Referring expression data

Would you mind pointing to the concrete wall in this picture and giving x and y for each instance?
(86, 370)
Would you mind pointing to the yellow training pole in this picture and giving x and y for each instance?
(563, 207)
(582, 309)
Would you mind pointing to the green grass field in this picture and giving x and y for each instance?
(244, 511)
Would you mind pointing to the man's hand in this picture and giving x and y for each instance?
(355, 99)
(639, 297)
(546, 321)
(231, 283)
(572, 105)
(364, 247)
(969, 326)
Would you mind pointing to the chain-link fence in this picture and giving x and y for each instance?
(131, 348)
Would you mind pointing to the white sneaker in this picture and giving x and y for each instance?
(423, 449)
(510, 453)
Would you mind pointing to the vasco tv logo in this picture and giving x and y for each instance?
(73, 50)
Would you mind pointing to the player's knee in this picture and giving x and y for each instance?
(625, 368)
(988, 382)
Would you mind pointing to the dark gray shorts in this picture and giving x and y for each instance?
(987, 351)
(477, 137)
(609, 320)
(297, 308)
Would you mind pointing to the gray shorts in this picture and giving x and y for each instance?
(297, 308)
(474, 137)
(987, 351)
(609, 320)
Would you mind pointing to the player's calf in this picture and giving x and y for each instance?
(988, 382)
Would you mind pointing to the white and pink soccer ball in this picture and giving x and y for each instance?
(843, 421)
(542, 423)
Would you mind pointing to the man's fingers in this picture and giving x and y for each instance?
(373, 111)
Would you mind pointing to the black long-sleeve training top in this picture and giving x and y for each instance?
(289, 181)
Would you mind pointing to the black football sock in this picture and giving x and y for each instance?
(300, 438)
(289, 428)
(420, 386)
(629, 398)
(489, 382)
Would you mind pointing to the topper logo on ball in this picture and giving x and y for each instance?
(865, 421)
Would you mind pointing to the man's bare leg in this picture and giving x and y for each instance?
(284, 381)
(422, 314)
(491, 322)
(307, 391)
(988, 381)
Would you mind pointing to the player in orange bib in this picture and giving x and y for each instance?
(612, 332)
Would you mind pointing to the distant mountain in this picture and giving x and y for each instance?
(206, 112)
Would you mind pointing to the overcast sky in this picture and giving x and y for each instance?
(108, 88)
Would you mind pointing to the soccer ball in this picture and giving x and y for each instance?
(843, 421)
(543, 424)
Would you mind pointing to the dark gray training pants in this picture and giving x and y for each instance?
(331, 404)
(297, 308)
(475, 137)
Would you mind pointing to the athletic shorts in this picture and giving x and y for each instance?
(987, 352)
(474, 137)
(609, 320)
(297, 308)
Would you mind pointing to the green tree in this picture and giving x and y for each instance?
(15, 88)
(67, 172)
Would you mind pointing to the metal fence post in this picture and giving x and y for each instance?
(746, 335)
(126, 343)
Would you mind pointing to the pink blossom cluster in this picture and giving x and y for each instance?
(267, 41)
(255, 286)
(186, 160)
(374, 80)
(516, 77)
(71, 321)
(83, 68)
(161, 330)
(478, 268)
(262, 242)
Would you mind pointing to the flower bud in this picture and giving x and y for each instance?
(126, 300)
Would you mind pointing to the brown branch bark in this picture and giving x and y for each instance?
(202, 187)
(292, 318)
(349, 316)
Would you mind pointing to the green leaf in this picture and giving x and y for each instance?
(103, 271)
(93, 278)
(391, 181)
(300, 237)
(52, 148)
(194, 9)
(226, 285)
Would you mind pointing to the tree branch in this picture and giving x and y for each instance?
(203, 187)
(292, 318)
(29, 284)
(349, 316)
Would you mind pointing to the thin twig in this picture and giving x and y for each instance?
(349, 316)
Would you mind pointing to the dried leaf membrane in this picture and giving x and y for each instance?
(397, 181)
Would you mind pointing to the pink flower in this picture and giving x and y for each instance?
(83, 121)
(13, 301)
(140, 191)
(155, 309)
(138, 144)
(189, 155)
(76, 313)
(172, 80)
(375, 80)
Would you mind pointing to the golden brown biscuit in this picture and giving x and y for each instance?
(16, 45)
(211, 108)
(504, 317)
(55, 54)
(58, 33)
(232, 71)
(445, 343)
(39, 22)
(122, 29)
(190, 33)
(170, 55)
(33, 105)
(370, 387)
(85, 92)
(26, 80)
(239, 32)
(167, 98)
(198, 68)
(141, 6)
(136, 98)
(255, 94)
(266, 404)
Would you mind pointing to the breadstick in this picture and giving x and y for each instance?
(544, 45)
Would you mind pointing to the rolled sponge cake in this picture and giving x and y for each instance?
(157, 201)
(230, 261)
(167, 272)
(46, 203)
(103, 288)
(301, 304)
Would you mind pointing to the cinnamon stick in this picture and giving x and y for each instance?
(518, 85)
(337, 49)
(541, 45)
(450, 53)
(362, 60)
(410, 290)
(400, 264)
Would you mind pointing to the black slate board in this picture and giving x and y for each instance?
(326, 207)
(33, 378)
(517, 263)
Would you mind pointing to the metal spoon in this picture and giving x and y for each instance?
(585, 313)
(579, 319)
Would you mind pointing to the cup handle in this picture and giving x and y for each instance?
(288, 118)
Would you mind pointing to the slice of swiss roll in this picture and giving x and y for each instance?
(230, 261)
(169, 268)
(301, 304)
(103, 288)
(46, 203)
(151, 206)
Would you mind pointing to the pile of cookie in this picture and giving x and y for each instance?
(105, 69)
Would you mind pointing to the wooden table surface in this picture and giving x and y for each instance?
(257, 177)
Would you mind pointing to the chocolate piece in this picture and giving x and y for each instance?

= What the task requires =
Copy out every entry exactly.

= Written response =
Would you mind pointing to the concrete wall in this picture and giving x and y for each instance?
(86, 370)
Would you mind pointing to the yellow training pole in this picture and giving x and y for each instance?
(563, 207)
(582, 309)
Would you mind pointing to the green grass field in this picture and giving x and y for each instance?
(244, 511)
Would you mind pointing to the man's hand in this picture and giving x and y for each instance?
(355, 99)
(639, 297)
(546, 321)
(231, 283)
(572, 105)
(364, 247)
(969, 326)
Would you mind pointing to the chain-link fence in this picture and giving x and y for each instance?
(131, 348)
Would you mind pointing to the white sneaker in this picture and giving x and y for each instance?
(423, 449)
(510, 453)
Would you mind pointing to the vasco tv logo in this picture and giving x and y for each instance?
(73, 50)
Would you mind pointing to the player's knee in this picture and giving x and y for each instance?
(625, 368)
(988, 382)
Would you mind pointing to the dark gray shorts in this picture and giving x and y for each instance?
(987, 351)
(477, 137)
(609, 320)
(297, 308)
Would you mind pointing to the gray shorts in this picture and giving x and y for each instance?
(297, 308)
(474, 137)
(987, 351)
(609, 320)
Would you mind pointing to the player's calf in this picture and giving x and y for each instance?
(988, 382)
Would you mind pointing to the white and pink soccer ball in this picture and giving x and y for each instance?
(843, 421)
(542, 423)
Would you mind pointing to the man's fingers in this picture and giving x and y for each instance?
(373, 111)
Would you mind pointing to the black long-sleeve training top in this picture and giving x and y for each instance?
(289, 181)
Would you mind pointing to the black football sock in this picture and giving x and y for each instance?
(300, 438)
(289, 428)
(420, 386)
(629, 398)
(489, 382)
Would you mind pointing to the topper logo on ball in this picture and giving x and y for each instance?
(865, 421)
Would you mind pointing to the man's bare leg in this picture and giving x and y for each instance?
(284, 381)
(422, 314)
(491, 322)
(307, 391)
(988, 381)
Would you mind pointing to the player in orange bib in this picture and giving x and y for each instance?
(612, 332)
Would you mind pointing to the distant mountain in this picture and giving x and y for each instance?
(206, 112)
Would you mind pointing to the overcast sky in this picture and giving x and y for each instance?
(108, 88)
Would you mind pointing to the soccer ball in this picture and giving x and y for each instance?
(843, 421)
(543, 424)
Would you mind pointing to the dark gray training pants in this picture and giving x and y for each instance?
(331, 404)
(297, 308)
(475, 137)
Would you mind pointing to the athletic shorts in this picture and giving x and y for each instance?
(987, 352)
(474, 137)
(609, 320)
(297, 308)
Would you mind pointing to the green tree in this picture and giving x and y for each instance?
(15, 88)
(67, 172)
Would you mind pointing to the metal fence post in this picture and giving x and y for each instance?
(746, 335)
(126, 343)
Would you mind pointing to the pink blossom cluster in this picture and giving x and y for each instance?
(267, 41)
(255, 286)
(186, 160)
(374, 80)
(516, 77)
(71, 321)
(83, 68)
(161, 330)
(478, 268)
(262, 242)
Would you mind pointing to the flower bud in this picture and giving x and y for each instance?
(126, 300)
Would you mind pointing to the brown branch bark in this picture and giving x and y for each instance?
(202, 187)
(292, 318)
(349, 316)
Would you mind pointing to the green leaf in this picture and giving x and y for each instance?
(103, 271)
(93, 278)
(391, 181)
(300, 237)
(52, 148)
(194, 9)
(226, 285)
Would you mind pointing to the tree branch in this picture and giving x and y for each instance?
(203, 187)
(292, 318)
(29, 284)
(349, 316)
Would you mind pointing to the thin twig in this picture and giving x and y for each instance?
(349, 316)
Would you mind pointing to the dried leaf membrane in this picture and giving x and y for each instance?
(397, 181)
Would you mind pointing to the pink flower in this picture and giving x and y for each instance?
(83, 121)
(13, 301)
(140, 191)
(155, 309)
(138, 144)
(189, 155)
(76, 313)
(172, 80)
(375, 80)
Would you mind pointing to the golden brown biscuit in this picture and giving x and y for each instance?
(16, 45)
(211, 108)
(504, 317)
(55, 54)
(58, 33)
(232, 71)
(445, 343)
(39, 22)
(122, 29)
(190, 33)
(170, 55)
(33, 105)
(370, 387)
(85, 92)
(26, 80)
(239, 32)
(167, 98)
(198, 68)
(141, 6)
(136, 98)
(255, 94)
(266, 404)
Would you mind pointing to the breadstick in this picture and giving x and y for each instance?
(544, 45)
Would you mind pointing to the rolled sponge cake in this picture and giving x and y for each instance?
(157, 201)
(230, 261)
(167, 272)
(46, 203)
(103, 288)
(301, 304)
Would you mind pointing to the cinnamon stick in this picture and giving x and y for each instance?
(518, 85)
(337, 49)
(541, 45)
(450, 53)
(362, 60)
(410, 290)
(400, 264)
Would you mind pointing to the black slate board in this picture and giving x and y for each instance?
(326, 207)
(33, 378)
(517, 263)
Would you mind pointing to the metal spoon in this picture and giving x and y for each instance?
(585, 313)
(579, 319)
Would you mind pointing to the cup handle in this picture and giving x and y for each instance?
(288, 118)
Would you mind pointing to the slice of swiss roll in this picture and giving x and y for each instance?
(230, 261)
(169, 268)
(301, 304)
(103, 288)
(46, 203)
(151, 206)
Would you mind pointing to the pile of cookie in this picture and giving x and y for each instance?
(105, 69)
Would you mind pointing to the wooden table surface in this picture and giving x and y for each instance?
(257, 177)
Would you mind pointing to the chocolate piece in this picture and giving x and y for each instance?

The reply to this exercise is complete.